[Data items]

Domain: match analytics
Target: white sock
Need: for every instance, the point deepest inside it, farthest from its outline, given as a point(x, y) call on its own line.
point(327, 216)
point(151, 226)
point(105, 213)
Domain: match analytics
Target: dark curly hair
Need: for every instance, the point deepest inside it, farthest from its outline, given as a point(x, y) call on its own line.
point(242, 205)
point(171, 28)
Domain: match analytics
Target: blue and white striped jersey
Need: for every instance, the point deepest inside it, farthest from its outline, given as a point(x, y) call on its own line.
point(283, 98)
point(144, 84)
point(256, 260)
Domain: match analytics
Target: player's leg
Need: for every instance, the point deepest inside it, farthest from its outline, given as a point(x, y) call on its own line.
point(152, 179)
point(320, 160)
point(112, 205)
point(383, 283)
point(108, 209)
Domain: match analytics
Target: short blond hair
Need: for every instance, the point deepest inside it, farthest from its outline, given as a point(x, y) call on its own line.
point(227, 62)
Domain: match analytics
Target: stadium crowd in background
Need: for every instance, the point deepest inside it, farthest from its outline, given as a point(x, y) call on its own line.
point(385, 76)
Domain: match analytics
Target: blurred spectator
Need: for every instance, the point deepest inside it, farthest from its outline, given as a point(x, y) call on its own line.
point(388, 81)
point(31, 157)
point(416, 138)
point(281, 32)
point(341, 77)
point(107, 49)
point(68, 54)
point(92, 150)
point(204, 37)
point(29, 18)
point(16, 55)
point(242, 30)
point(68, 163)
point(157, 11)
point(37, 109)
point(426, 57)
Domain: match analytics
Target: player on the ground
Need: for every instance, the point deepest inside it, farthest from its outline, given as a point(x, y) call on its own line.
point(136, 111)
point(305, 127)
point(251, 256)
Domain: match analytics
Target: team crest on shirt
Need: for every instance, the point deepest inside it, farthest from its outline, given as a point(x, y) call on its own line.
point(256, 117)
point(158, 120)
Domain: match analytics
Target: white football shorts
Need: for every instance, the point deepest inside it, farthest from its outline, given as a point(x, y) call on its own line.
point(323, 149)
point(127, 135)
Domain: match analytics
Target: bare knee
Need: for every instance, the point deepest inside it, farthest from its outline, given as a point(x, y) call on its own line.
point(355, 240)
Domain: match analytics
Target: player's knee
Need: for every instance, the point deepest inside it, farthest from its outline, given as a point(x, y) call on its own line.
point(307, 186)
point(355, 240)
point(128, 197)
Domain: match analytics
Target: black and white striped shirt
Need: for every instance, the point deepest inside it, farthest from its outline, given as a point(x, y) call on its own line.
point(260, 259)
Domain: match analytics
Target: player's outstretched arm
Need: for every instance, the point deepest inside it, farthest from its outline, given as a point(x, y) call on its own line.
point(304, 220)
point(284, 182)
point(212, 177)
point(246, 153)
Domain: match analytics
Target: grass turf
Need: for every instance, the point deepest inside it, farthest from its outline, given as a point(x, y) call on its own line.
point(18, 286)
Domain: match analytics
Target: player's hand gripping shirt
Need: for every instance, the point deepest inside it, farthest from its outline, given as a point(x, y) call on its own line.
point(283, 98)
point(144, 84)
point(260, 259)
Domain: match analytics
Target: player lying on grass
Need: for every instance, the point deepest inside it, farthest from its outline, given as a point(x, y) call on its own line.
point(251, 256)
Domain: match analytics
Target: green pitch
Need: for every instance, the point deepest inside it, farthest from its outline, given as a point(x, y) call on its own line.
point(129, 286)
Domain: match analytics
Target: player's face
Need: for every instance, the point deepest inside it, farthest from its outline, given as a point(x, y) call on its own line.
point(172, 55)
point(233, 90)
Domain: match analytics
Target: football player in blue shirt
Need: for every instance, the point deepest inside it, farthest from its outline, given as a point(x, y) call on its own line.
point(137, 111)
* * *
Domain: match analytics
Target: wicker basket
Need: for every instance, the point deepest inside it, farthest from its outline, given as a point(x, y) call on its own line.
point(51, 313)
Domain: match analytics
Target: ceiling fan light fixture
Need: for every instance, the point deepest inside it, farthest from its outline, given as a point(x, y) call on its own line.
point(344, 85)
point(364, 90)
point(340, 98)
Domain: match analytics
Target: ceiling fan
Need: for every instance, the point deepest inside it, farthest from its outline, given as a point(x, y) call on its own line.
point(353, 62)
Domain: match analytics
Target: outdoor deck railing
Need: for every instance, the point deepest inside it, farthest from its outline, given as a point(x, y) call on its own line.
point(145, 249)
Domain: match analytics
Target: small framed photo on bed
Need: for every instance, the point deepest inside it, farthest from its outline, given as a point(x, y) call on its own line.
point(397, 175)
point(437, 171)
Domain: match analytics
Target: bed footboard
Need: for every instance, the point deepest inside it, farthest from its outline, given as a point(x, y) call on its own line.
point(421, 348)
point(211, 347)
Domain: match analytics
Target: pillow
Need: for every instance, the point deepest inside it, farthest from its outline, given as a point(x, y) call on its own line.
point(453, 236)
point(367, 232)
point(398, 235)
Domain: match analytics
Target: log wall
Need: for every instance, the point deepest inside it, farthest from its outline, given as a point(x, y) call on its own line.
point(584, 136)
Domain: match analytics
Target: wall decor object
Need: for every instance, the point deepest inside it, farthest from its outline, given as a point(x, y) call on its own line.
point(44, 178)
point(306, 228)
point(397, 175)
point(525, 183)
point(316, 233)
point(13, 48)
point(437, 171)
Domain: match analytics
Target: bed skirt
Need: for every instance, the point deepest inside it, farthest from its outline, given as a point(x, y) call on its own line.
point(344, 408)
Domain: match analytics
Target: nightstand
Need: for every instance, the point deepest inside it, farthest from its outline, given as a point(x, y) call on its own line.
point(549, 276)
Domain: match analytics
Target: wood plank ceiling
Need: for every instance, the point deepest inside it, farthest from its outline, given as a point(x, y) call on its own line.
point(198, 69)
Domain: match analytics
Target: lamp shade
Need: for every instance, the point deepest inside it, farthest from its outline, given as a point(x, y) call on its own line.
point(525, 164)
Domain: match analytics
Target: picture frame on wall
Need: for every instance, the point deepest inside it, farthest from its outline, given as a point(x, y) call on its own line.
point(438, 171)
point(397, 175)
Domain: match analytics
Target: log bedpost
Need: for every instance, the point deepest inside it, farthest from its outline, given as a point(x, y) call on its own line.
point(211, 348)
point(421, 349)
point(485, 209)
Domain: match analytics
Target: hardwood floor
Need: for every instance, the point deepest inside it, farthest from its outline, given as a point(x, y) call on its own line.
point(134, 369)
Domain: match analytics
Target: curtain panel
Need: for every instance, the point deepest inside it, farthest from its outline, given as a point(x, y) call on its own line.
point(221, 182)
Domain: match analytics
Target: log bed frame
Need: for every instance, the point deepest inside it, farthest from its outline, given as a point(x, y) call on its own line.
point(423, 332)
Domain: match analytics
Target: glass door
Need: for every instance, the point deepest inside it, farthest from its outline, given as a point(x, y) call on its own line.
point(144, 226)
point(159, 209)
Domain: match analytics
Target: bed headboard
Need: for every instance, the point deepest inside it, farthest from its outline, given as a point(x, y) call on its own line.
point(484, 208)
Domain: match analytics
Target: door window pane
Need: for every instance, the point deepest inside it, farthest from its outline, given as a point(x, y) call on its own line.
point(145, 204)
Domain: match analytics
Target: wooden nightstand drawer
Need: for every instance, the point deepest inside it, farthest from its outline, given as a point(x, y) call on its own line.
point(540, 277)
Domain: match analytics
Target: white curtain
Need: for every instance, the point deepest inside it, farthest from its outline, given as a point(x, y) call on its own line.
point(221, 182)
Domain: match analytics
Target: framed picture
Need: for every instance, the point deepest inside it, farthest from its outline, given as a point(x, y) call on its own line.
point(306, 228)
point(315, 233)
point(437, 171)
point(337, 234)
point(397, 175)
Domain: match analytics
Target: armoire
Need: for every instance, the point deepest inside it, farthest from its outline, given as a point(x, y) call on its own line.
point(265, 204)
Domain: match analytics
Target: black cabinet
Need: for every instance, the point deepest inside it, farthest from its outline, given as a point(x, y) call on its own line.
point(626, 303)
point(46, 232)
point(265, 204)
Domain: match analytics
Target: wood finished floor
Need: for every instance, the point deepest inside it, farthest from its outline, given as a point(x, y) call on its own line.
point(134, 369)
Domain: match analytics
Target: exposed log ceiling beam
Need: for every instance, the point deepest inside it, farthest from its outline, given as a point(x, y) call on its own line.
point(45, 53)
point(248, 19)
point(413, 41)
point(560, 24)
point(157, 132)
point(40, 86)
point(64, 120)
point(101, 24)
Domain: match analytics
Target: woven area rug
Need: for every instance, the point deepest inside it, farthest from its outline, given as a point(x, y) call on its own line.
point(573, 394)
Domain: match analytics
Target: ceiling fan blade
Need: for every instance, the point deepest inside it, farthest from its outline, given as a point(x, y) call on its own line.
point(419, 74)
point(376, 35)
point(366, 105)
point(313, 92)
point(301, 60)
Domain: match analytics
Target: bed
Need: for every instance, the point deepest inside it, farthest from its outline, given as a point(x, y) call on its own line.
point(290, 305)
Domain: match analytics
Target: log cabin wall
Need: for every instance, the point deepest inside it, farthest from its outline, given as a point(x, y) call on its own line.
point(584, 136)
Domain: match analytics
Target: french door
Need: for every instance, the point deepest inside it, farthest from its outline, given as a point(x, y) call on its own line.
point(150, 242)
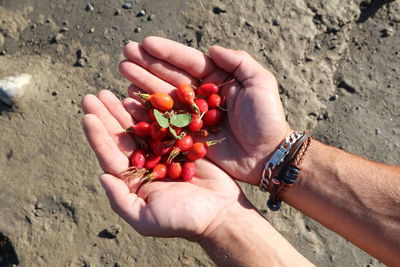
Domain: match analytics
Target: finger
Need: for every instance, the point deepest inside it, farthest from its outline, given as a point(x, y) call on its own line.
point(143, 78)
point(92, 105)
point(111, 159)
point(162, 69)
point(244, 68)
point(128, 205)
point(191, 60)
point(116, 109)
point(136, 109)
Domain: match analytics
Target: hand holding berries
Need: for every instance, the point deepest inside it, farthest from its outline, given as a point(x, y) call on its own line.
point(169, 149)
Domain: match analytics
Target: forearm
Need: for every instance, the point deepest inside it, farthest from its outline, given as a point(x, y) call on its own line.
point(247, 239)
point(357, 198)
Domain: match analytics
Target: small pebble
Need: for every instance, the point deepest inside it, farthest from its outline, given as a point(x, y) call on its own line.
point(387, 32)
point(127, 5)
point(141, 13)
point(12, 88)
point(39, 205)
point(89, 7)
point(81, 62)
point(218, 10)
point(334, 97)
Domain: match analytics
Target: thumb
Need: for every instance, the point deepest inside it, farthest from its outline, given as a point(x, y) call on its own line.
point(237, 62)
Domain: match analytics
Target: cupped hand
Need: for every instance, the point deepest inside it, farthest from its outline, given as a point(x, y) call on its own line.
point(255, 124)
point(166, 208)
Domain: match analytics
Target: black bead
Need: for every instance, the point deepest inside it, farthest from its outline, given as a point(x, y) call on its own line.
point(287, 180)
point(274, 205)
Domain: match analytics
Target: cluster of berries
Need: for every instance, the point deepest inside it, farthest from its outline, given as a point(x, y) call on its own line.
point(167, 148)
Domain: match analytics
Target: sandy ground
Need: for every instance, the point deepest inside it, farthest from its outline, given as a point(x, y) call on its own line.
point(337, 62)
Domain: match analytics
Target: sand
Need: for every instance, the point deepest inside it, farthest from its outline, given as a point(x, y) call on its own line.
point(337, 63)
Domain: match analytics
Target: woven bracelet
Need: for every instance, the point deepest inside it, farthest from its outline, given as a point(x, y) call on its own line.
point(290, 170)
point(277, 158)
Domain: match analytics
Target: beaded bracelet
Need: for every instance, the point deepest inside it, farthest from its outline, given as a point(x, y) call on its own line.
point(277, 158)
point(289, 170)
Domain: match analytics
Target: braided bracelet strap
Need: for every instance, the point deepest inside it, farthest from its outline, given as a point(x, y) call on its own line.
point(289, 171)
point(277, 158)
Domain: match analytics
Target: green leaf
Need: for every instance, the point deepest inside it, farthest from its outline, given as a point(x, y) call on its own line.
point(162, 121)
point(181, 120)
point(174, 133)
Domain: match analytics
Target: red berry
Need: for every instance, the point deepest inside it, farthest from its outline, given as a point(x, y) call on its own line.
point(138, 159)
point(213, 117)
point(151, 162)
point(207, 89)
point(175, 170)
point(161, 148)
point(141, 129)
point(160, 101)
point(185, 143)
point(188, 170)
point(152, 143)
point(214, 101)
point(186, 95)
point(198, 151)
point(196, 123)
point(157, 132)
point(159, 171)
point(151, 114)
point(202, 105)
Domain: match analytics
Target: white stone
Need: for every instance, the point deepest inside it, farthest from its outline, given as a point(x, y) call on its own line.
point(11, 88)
==
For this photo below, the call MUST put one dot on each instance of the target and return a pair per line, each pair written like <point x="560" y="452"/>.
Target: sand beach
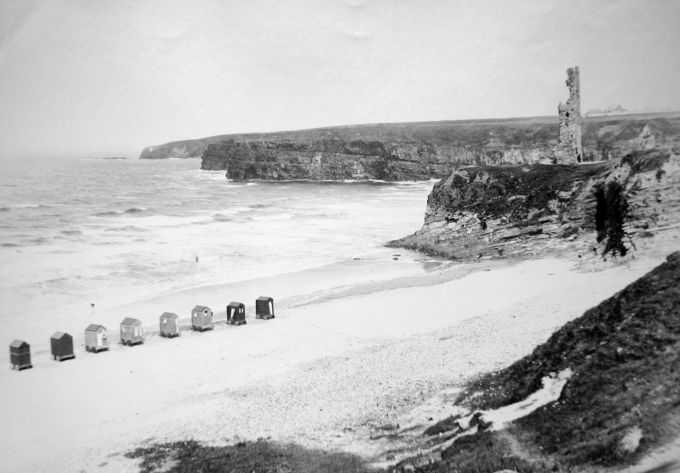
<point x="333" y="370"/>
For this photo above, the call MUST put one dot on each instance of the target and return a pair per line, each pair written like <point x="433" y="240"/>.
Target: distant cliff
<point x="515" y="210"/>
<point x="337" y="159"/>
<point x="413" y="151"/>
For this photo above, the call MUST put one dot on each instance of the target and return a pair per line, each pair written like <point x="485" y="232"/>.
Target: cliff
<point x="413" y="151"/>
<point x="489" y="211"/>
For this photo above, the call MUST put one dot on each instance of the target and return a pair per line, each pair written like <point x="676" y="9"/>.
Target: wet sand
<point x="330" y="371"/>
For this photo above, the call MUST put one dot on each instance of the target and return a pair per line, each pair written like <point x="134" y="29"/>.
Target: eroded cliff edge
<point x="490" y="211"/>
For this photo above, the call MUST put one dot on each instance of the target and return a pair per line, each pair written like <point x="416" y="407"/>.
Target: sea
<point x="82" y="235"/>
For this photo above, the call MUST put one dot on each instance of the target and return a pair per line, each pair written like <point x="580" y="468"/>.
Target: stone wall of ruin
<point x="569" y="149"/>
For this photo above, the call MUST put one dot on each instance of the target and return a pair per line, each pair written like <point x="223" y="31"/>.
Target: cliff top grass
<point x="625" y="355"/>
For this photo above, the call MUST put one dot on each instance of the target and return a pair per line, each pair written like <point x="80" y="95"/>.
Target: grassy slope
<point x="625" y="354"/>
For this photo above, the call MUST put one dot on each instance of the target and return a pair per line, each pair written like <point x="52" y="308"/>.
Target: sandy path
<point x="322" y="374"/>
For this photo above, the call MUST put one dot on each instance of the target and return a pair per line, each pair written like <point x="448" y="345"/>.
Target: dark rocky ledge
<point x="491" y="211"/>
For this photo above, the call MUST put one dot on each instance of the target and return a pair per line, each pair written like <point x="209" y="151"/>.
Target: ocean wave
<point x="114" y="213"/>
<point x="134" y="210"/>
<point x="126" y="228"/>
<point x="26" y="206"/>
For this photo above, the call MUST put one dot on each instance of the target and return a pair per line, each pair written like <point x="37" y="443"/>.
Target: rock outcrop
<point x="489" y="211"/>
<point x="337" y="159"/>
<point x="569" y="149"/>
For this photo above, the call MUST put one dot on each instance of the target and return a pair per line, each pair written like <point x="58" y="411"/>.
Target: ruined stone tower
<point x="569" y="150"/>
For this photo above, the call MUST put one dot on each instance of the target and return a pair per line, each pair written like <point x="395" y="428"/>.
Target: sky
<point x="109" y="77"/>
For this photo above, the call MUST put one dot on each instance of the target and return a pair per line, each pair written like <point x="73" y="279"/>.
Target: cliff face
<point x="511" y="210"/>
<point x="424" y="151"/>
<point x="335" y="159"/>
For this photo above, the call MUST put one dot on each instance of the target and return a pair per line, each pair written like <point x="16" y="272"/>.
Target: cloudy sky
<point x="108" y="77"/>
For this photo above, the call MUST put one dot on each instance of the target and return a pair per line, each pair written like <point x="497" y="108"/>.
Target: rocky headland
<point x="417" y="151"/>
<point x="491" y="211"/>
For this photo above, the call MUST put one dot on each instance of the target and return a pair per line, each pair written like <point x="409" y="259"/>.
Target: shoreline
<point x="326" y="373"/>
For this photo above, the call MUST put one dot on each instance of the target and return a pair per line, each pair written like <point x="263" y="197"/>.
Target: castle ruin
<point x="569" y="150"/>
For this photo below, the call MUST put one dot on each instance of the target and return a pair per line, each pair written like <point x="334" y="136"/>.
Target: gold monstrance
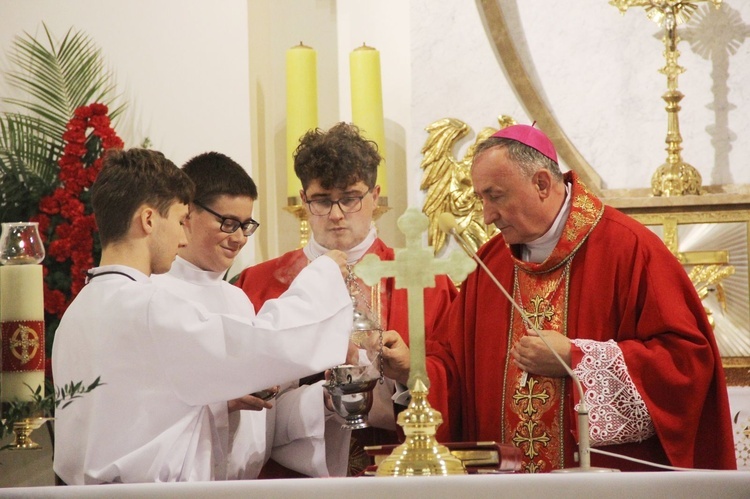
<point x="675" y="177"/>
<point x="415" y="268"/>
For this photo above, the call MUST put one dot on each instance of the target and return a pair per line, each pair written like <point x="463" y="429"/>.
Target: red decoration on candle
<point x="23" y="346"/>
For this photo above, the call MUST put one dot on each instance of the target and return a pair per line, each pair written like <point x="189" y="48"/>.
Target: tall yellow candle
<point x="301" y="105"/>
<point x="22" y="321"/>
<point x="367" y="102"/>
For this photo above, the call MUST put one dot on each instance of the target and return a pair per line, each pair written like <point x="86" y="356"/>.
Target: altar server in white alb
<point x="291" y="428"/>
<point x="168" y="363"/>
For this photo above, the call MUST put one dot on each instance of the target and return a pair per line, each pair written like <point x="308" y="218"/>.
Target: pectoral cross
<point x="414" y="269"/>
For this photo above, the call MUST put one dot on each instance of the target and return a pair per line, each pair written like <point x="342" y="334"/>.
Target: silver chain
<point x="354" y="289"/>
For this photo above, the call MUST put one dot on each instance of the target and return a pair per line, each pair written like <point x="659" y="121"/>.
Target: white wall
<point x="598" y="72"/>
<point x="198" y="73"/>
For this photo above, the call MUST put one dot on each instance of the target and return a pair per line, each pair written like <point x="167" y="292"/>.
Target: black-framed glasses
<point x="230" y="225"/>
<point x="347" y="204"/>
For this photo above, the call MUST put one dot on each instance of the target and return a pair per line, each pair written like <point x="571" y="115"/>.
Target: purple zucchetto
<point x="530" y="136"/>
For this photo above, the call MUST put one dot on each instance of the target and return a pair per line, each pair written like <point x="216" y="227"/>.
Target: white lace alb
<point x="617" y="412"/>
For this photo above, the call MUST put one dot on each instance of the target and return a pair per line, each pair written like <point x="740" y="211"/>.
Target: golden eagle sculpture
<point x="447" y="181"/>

*INSTRUCTIONS FOR THE TASK*
What you return should be exactly the lines above, starting at the one with "Target: black and white striped shirt" and ending at the one with "Target: player's outstretched arm", and nothing else.

*ANSWER AREA*
Target: black and white striped shirt
Need: for every instance, the point deepest inside it, farthest from its outline, given as a point(x, y) call on its own line.
point(260, 259)
Domain: match analytics
Target: player's outstretched arm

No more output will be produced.